EXERCISE DIRECTIONS: Your task is to repeat the records exactly from the line containing "of the polka" onward, through the final line.

LISTING:
____
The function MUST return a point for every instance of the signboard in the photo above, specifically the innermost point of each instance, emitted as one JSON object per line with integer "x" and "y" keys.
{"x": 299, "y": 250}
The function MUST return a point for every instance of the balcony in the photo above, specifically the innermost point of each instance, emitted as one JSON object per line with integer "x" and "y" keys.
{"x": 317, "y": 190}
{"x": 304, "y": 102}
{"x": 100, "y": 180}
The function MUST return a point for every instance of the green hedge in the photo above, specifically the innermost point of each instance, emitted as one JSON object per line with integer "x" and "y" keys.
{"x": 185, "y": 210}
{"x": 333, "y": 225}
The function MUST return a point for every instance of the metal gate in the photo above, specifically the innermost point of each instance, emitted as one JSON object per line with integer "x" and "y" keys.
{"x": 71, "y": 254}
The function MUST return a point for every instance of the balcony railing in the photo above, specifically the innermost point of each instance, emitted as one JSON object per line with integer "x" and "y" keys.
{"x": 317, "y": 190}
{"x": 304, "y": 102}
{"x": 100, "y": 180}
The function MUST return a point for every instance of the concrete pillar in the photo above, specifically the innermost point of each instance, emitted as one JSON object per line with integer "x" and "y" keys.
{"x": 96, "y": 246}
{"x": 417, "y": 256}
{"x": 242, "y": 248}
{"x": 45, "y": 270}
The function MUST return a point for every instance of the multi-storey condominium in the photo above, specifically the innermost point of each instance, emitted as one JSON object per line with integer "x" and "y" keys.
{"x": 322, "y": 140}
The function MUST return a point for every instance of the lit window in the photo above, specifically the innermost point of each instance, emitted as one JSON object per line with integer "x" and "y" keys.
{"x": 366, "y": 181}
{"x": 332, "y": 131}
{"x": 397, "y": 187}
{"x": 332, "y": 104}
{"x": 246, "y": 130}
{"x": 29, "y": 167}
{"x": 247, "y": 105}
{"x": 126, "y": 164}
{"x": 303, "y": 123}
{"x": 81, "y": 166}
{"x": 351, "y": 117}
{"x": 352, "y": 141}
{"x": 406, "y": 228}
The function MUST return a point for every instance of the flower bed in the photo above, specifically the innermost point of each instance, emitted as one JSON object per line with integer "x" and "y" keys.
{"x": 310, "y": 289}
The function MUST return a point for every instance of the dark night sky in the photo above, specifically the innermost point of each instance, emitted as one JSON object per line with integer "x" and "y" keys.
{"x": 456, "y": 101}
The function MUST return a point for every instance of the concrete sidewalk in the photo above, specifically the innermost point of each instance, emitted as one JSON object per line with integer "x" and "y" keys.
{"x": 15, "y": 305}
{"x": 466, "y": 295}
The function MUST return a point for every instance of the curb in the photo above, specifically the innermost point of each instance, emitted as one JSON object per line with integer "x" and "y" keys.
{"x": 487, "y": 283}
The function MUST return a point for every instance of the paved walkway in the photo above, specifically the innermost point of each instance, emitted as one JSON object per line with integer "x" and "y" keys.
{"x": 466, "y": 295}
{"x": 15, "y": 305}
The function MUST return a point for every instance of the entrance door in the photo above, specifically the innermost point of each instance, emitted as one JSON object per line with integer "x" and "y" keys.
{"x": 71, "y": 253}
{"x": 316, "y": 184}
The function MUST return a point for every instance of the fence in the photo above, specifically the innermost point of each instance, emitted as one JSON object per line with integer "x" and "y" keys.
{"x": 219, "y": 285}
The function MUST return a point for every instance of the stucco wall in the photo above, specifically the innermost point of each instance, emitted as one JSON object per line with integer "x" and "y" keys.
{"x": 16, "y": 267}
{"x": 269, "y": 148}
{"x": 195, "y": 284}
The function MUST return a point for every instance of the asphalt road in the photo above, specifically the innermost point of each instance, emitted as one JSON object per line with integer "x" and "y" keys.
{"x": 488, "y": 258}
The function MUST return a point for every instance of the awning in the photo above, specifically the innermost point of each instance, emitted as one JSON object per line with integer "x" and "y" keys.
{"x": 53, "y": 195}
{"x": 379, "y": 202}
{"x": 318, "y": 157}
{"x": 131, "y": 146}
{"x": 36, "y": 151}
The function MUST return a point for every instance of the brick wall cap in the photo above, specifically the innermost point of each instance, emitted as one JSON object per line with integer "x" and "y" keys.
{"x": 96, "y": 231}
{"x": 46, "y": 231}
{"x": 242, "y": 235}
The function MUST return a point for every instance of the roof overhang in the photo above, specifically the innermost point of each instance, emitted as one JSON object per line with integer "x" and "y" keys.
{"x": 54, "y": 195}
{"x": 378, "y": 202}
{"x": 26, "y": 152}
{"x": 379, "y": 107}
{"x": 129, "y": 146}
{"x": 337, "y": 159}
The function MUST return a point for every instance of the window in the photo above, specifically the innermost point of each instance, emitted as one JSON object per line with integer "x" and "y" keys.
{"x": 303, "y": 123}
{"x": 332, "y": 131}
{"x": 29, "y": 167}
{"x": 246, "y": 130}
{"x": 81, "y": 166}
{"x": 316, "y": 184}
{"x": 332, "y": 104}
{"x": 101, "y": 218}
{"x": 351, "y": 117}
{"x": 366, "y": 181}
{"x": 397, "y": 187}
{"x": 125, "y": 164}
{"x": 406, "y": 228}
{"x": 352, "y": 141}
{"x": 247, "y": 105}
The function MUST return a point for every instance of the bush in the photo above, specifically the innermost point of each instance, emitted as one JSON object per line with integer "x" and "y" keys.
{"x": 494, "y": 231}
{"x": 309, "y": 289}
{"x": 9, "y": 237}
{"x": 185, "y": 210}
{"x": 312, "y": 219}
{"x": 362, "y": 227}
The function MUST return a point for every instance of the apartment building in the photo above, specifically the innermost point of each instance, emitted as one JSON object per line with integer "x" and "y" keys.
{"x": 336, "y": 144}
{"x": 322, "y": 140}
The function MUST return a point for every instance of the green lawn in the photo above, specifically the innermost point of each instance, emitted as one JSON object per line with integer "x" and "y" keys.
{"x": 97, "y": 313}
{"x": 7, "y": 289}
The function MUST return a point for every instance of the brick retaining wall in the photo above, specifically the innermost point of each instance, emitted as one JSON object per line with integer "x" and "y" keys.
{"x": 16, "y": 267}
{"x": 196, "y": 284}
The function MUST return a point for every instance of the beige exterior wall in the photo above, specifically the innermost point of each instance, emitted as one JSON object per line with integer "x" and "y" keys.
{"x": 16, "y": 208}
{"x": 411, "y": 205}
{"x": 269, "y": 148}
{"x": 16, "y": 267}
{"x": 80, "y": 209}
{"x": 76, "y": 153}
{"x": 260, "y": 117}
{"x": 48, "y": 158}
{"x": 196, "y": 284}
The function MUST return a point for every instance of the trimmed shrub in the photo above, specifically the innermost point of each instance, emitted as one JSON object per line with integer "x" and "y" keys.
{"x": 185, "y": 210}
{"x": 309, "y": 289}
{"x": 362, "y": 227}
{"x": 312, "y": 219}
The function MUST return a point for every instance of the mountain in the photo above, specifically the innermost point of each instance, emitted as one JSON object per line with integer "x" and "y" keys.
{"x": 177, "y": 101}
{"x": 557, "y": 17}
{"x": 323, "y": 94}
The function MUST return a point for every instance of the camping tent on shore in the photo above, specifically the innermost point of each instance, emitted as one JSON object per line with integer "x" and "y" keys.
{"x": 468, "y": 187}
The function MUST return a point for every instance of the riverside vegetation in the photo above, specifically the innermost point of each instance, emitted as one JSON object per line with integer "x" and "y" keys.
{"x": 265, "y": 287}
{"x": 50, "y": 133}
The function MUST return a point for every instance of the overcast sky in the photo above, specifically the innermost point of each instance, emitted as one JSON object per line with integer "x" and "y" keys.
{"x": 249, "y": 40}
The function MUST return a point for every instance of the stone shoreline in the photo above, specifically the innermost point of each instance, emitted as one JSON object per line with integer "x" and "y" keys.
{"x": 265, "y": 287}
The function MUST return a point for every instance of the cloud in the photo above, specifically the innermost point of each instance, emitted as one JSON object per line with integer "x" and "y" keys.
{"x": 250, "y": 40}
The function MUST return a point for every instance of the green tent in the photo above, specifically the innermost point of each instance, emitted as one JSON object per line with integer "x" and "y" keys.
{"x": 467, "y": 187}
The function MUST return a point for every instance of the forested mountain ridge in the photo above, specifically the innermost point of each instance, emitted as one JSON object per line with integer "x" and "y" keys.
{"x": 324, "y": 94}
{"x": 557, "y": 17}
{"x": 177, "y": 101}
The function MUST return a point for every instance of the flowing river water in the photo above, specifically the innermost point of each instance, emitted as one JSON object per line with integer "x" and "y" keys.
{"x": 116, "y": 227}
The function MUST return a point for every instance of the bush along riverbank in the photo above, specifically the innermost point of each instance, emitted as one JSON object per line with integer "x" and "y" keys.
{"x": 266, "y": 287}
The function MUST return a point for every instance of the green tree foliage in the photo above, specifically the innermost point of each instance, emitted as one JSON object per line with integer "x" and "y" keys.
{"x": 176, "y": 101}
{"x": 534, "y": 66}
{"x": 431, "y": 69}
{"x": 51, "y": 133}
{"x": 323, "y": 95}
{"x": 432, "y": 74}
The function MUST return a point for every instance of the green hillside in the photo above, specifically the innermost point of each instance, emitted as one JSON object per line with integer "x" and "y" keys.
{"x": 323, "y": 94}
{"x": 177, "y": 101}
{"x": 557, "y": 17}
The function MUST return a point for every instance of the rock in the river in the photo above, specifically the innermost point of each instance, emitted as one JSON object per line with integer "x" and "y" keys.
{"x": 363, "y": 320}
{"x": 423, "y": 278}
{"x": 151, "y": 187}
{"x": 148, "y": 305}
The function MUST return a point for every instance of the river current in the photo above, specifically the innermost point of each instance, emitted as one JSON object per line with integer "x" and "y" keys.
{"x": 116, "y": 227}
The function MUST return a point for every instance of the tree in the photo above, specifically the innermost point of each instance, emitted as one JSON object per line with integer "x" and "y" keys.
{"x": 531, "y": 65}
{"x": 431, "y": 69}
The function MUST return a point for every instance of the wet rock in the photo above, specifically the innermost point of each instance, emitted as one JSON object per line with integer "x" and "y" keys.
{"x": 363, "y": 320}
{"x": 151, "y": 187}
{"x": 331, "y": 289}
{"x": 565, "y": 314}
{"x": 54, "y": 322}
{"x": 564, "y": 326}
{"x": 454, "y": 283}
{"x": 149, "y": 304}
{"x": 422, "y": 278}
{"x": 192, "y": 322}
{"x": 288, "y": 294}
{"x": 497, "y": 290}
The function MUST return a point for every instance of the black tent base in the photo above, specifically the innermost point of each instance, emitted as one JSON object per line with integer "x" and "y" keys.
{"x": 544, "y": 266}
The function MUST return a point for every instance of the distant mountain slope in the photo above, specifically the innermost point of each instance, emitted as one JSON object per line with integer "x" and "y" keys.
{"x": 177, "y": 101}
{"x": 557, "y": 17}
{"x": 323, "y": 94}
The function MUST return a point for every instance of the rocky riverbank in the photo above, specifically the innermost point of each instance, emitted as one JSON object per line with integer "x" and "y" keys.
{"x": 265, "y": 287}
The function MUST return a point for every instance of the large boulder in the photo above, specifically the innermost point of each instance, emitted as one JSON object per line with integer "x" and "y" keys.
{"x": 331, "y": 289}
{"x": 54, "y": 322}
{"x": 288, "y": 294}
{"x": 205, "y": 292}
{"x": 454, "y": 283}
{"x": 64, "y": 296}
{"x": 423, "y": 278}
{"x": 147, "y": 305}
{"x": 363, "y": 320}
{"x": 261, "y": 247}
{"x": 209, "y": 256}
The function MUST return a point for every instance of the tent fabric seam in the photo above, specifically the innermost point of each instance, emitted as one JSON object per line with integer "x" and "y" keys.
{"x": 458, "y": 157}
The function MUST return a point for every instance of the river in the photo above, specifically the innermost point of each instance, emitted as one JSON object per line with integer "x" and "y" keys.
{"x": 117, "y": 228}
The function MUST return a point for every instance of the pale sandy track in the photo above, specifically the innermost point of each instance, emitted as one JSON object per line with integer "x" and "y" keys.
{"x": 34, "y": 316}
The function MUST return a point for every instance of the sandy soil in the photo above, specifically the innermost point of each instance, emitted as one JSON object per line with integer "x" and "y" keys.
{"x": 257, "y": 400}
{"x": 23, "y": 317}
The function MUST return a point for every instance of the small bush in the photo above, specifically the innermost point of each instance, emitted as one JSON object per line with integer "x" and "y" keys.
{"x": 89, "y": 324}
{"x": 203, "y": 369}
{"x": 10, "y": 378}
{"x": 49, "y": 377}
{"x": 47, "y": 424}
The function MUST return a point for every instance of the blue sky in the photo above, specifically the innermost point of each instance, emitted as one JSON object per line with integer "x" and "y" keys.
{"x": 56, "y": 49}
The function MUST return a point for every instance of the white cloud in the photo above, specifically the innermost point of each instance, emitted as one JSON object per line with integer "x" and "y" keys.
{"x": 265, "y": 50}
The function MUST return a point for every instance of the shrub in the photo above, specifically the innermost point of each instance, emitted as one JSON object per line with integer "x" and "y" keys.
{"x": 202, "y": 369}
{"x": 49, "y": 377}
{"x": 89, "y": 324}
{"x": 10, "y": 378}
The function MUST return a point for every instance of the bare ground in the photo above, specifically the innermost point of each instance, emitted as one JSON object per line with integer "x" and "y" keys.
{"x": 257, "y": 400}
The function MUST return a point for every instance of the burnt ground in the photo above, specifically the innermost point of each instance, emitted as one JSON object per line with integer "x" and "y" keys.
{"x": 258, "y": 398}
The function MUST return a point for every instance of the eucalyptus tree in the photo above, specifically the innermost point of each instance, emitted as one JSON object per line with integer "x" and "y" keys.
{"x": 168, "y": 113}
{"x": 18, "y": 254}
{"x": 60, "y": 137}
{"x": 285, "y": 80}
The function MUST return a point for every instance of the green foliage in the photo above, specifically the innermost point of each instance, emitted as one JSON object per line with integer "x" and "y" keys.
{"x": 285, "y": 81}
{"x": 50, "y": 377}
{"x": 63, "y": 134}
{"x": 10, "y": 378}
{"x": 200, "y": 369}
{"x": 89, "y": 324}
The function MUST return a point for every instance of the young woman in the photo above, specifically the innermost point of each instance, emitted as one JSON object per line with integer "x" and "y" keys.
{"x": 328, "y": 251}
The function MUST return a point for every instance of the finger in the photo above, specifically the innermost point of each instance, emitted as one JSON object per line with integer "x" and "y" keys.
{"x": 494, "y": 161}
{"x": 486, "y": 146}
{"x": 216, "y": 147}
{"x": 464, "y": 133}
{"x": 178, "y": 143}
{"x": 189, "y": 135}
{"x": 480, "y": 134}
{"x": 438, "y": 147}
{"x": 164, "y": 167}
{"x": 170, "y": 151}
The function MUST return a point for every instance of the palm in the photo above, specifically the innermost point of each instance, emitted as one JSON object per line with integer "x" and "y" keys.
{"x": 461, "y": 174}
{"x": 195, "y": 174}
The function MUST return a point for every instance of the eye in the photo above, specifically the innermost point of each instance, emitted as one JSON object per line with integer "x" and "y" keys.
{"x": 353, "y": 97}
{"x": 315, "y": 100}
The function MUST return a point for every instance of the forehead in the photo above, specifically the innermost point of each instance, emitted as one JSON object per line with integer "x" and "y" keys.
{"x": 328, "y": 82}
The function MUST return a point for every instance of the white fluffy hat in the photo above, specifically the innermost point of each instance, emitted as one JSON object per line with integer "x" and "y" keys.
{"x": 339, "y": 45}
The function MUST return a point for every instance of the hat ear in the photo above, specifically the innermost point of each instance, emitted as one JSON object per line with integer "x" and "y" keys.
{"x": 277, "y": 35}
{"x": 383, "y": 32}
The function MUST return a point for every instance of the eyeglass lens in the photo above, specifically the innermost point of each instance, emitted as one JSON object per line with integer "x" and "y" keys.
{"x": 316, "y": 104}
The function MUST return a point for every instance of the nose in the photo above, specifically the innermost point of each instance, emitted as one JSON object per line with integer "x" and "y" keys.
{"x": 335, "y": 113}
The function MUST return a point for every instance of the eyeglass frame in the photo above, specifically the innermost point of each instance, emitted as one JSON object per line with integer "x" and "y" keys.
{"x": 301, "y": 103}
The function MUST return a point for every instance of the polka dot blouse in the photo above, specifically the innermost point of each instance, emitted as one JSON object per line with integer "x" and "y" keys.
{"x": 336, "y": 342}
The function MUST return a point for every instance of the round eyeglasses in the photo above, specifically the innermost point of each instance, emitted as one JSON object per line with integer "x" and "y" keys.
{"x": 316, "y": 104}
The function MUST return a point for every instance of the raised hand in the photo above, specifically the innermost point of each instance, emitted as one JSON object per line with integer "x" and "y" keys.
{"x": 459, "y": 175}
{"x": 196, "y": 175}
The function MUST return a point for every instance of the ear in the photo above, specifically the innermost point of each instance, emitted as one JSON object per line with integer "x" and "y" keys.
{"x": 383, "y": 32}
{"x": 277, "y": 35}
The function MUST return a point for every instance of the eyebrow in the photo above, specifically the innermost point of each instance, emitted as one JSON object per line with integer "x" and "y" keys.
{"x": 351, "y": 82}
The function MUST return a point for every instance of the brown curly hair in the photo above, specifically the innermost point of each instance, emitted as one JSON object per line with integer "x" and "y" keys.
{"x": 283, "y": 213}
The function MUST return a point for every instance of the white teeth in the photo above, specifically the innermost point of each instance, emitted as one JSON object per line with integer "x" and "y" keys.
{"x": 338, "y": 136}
____
THE ANSWER:
The function MUST return a point for every instance of the polka dot blouse in the photo above, specifically the innermost point of each instance, emitted as one JSON object per line with integer "x" and "y" keys.
{"x": 336, "y": 342}
The function MUST return a point for every instance of the round eyeglasses in the photo above, specifically the innermost point of each instance, emitted as one JSON object per line with integer "x" and "y" keys.
{"x": 316, "y": 104}
The function MUST return a point for every instance of the raised hand in the photo above, specifically the innermost point of each instance, emitted as one JSON object per line with integer "x" and "y" keys.
{"x": 459, "y": 175}
{"x": 196, "y": 175}
The function MUST return a point for every instance of the ear in the photo above, specifically the innermost point of each instance, emitted as one JSON object per line with integer "x" and "y" keys.
{"x": 383, "y": 32}
{"x": 277, "y": 35}
The function MUST return a point for every instance of the eyebrow in the photo above, specifically the innermost point of each instance, emitted as one JSON object per line with integer "x" and "y" keys.
{"x": 351, "y": 82}
The function MUST return a point for every instance of the brown curly hair in the photo above, specifically the innermost point of each instance, emitted as one JSON object per line with integer "x" and "y" keys.
{"x": 283, "y": 213}
The function MUST return a point for every instance of the white teeth in the photo above, specifically the innermost point of each instance, emitted as one JSON object per line with integer "x" and "y" keys.
{"x": 338, "y": 136}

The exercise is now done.